**Text passage**
* * * * *
The institution was designed, in the most subtle of application, to do that. When South Africans inherited the institution, the revolution that we anticipated would take place and be central to the upheaval of the historical conditions and those things that confined us, was in the hearts, minds, bosoms and expectations of everyone. Only to discover that 14 years later I’m sitting in South Africa, listening to South Africans bitterly complain about the extent to which the SABC has either been unable or unwilling to open the process so that South African citizens can become more greatly informed, more greatly inspired, better able to identify who they are, see the enemy more clearly. And then I have to say, ‘there is a need for service here.’ What can I bring to the table? I don’t bring any special wisdom or any special gift as an artist. There are too many people who are wise and gifted.
What I do, however, exploit, is how long I’ve been here. And I have been in so many milestones, in the liberation struggle. Most central of the struggles and liberations, being my own, as a child born in the great depression, in the USA. My first experience about Africa was based upon cinema – upon the power of the visual. My introduction to Africa was Tarzan. I sat, as a Black child, in the movie house, and what I saw stunned me, confused me, shamed me and put me into a place that was hard to extricate myself from because there were very few forces to contradict what I saw because we didn’t have the privilege and the capacity to communicate otherwise. I saw Tarzan, I saw Africa. I saw this white man swing from the trees. His greatest intellectual offering was; aaahh-yaaah! And around him were all these indigenous people who couldn’t do jack s**t! And so, the last thing I wanted to be when I left that theater was an African – I didn’t wanna know them.
(tape change)…in an admiral’s suit, and a funny admiral’s hat in the parade, and he was from Jamaica. And after we got past the costume, I tried to fathom what the passion my mother and everyone saw in what this African was saying. And when she saw me in this place of conflict, she began to move me through a system of information. … And Hailie Selasie went before the League of Nations and we saw a story in the Black newsreel. I saw an African that was quite different than any that I had seen. But, I was a catholic, and I was ordered to be subservient to the commands of the church! So I was confused when, in the newsreel, a few Sundays later, I saw the Pope bless the Italian troops going off to Ethiopia, to murder poor Black people. My world was turned upside down with all the contradictions. I was bouncing around looking for identity, purpose and for how I was going to survive in the midst of all of this misinformation. My mother took me back to the island because she saw the safe keeping in her early years when she grew up in St. Anne. It was far safer for her children that the wild street of New York City with all the oppression, anger and rage. Even as a person of color, I was still isolated in Harlem because we were Caribbeans. So we had to negotiate with African-Americans and the Black hierarchy so they could see if they could find a place to accommodate us.
* * * * *
**Exercise data**
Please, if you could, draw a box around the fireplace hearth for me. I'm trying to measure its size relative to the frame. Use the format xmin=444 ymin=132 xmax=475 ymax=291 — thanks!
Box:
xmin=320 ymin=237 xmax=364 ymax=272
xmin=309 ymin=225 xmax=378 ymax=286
* * * * *
**Work instructions**
In the text passage, what does the speaker say was their introduction to Africa? The material has no connection to the text passage.

**Answer space**
Tarzan.